- **Exercise**: Give the total number of lines in the data below that include "wooden", and nothing else.

Region pointing data
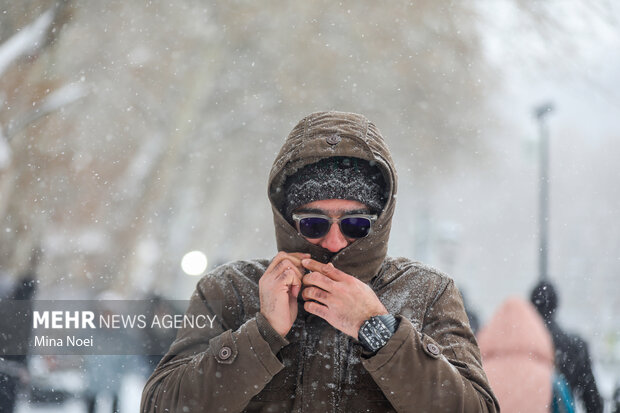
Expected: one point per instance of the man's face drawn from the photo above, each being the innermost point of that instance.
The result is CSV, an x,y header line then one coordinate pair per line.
x,y
334,240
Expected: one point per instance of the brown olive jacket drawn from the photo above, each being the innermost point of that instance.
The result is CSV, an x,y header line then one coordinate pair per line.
x,y
431,363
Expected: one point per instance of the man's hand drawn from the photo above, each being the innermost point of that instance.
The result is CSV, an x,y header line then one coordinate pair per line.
x,y
341,299
278,289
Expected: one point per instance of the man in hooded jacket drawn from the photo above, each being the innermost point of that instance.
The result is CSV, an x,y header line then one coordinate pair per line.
x,y
331,324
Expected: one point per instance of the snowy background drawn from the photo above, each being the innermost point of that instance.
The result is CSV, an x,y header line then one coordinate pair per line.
x,y
134,132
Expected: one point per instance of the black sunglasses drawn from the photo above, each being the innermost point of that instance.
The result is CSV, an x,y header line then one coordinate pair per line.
x,y
317,225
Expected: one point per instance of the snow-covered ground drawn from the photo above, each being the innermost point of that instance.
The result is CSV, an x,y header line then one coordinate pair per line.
x,y
129,400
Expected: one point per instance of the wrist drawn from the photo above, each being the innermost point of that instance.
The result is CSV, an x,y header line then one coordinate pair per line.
x,y
376,331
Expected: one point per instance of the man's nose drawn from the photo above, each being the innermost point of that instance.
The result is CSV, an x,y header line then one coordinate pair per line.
x,y
334,241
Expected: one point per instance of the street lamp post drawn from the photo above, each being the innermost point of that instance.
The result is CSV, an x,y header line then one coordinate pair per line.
x,y
540,112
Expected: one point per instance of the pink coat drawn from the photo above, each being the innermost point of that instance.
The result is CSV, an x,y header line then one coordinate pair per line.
x,y
517,355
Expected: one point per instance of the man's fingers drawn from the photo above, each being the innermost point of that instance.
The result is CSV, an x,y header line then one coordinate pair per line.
x,y
314,293
317,309
327,269
294,258
290,277
319,280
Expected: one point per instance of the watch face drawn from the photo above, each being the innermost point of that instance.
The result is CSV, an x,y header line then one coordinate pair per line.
x,y
374,334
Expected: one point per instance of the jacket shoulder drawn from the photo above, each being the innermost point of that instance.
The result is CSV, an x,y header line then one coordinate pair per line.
x,y
398,267
410,288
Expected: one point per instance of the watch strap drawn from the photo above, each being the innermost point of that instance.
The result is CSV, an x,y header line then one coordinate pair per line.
x,y
376,331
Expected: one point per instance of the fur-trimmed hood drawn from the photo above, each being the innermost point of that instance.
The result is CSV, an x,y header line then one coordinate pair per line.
x,y
323,135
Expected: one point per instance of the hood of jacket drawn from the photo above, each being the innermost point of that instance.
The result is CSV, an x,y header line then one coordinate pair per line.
x,y
324,135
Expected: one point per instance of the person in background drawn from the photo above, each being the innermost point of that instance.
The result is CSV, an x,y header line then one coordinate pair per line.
x,y
517,353
572,358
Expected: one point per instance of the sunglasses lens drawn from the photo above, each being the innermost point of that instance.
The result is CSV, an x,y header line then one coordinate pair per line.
x,y
313,227
355,227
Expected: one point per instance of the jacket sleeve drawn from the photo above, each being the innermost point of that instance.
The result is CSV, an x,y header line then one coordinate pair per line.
x,y
211,369
441,363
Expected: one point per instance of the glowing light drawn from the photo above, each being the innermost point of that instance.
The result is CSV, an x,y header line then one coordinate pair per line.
x,y
194,263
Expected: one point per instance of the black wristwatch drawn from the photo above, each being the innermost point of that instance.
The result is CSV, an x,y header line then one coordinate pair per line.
x,y
376,331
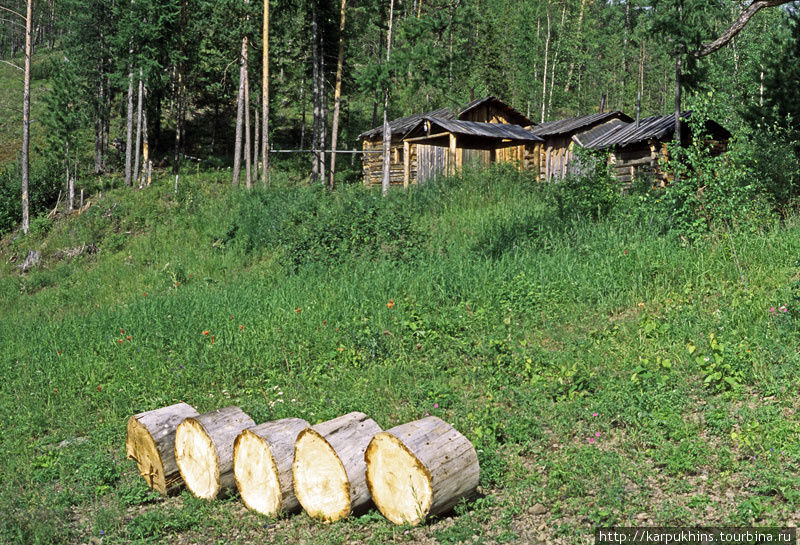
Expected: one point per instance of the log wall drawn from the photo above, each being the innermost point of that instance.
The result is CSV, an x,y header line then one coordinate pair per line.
x,y
373,162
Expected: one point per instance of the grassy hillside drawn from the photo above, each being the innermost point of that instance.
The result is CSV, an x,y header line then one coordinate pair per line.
x,y
607,373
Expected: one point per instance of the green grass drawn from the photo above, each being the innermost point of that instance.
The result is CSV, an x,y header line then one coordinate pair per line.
x,y
607,372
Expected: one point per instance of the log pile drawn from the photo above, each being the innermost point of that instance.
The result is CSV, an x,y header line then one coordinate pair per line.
x,y
262,465
331,470
419,469
151,443
204,450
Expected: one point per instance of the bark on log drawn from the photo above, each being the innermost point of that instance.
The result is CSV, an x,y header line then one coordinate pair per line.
x,y
151,443
329,470
262,465
204,450
420,469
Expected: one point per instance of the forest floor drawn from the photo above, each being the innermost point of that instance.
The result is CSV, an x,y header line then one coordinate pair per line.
x,y
607,373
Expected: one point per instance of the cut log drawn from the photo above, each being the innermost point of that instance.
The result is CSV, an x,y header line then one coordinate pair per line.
x,y
151,443
204,450
262,465
329,467
420,469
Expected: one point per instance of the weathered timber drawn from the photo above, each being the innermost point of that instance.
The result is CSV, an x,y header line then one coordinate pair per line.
x,y
262,465
329,469
419,469
151,443
204,450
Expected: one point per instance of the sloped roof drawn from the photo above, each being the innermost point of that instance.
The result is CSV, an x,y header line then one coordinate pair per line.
x,y
658,127
499,131
516,116
404,124
599,131
573,124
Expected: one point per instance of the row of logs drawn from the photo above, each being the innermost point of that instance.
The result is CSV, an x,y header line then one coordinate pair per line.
x,y
331,470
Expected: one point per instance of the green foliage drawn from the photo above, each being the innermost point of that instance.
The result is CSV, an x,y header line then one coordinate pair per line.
x,y
590,192
44,185
311,226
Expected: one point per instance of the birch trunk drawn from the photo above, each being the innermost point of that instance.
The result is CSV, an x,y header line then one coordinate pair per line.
x,y
237,149
129,129
337,95
138,130
544,72
265,99
247,144
315,166
26,118
387,133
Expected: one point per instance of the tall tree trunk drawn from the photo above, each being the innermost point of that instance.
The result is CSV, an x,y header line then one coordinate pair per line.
x,y
256,141
555,59
247,144
265,98
144,178
138,129
315,165
544,72
323,107
678,63
26,118
337,95
387,132
237,149
129,129
302,113
70,179
568,86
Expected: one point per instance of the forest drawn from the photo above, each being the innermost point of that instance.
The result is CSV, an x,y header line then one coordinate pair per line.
x,y
185,225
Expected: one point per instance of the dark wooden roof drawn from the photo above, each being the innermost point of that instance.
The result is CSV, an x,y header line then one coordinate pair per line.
x,y
496,131
402,125
659,127
599,131
575,124
515,116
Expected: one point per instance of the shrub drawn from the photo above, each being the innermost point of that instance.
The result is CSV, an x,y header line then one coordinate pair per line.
x,y
591,191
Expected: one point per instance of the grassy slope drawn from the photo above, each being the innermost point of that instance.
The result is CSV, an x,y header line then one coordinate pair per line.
x,y
559,349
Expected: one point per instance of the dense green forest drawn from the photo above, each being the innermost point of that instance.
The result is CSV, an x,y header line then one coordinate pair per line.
x,y
114,76
616,358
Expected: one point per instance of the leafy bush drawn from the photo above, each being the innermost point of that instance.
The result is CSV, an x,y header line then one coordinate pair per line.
x,y
591,192
312,226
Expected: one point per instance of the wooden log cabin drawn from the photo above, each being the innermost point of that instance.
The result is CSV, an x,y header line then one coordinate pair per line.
x,y
404,156
444,146
636,149
556,154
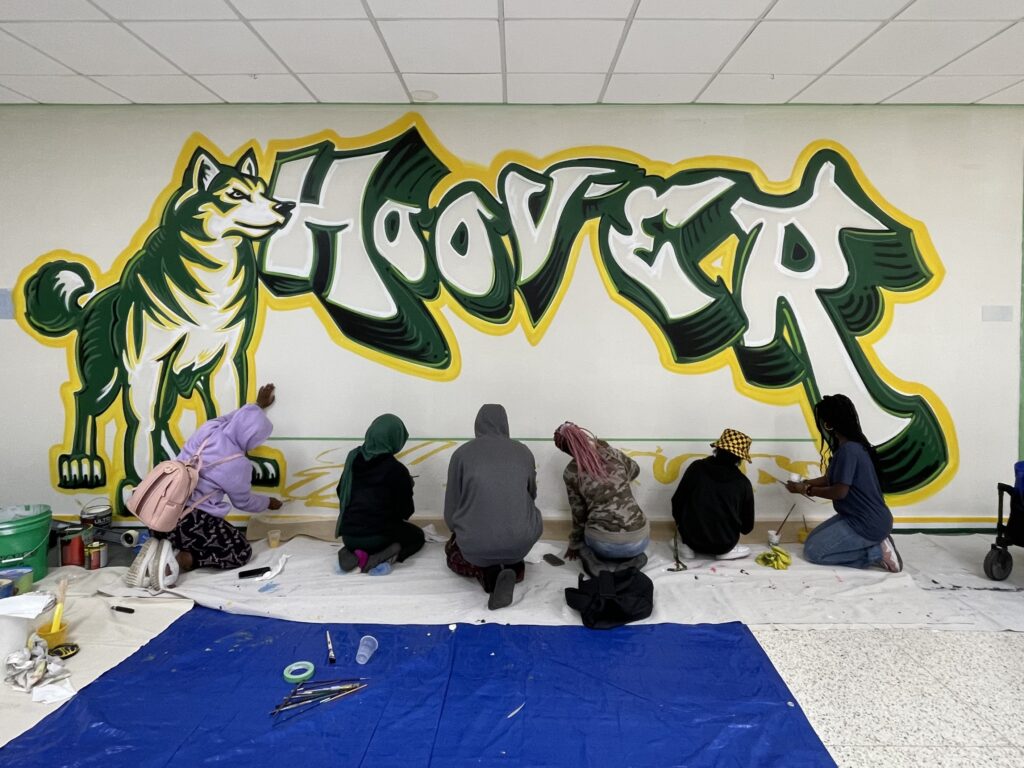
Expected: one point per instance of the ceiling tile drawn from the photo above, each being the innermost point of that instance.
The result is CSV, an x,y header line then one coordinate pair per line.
x,y
18,58
327,46
465,46
914,47
1000,55
256,89
91,47
434,8
159,89
837,9
1013,95
138,10
701,8
653,89
9,97
540,45
300,8
956,89
458,88
209,47
555,89
974,9
754,89
798,47
363,88
853,89
656,46
59,89
48,10
567,8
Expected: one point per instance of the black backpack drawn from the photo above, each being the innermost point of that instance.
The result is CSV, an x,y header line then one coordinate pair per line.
x,y
613,598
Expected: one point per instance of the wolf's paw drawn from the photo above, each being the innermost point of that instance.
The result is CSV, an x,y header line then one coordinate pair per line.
x,y
265,471
81,471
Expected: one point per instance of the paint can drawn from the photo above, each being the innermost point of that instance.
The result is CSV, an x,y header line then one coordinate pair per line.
x,y
95,556
97,512
72,547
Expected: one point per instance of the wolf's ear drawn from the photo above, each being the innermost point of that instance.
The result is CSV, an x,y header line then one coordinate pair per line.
x,y
247,166
202,169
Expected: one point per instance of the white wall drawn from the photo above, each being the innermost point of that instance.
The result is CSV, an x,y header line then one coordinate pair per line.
x,y
85,179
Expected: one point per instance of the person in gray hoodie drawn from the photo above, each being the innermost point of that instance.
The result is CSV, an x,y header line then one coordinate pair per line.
x,y
489,507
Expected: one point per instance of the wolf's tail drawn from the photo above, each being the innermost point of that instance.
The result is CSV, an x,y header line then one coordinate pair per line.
x,y
52,294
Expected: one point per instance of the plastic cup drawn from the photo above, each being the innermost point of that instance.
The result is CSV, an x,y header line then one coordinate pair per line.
x,y
368,644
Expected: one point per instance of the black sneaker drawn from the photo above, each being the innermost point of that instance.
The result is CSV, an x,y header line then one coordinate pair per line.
x,y
388,554
504,589
347,560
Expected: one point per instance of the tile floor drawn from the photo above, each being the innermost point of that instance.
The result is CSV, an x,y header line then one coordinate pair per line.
x,y
898,697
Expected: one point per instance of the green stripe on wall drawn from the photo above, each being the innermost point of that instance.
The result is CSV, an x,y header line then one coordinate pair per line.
x,y
543,439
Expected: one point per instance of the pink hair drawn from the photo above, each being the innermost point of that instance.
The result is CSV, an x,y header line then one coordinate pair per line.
x,y
582,445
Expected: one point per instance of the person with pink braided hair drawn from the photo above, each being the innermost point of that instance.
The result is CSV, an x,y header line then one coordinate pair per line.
x,y
609,530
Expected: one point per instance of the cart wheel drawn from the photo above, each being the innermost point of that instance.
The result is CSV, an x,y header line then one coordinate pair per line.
x,y
998,563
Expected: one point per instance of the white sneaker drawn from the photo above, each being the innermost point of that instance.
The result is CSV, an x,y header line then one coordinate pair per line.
x,y
891,559
140,571
740,550
167,567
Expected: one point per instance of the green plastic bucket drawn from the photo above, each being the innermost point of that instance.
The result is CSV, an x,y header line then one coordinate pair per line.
x,y
24,539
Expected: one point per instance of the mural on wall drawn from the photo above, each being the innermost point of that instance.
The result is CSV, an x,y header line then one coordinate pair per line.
x,y
787,283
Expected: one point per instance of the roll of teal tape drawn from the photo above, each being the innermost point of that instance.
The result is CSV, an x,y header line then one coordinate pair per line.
x,y
299,672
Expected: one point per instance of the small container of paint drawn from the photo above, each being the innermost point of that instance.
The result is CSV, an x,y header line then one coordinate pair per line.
x,y
95,556
97,512
53,639
368,646
73,547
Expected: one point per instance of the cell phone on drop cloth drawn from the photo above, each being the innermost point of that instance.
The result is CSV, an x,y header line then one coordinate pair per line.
x,y
253,572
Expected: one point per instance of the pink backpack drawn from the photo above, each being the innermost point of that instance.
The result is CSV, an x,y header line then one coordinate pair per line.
x,y
161,500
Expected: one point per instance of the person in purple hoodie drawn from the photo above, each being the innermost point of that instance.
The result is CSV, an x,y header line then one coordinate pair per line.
x,y
204,539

- **Response to this task**: 2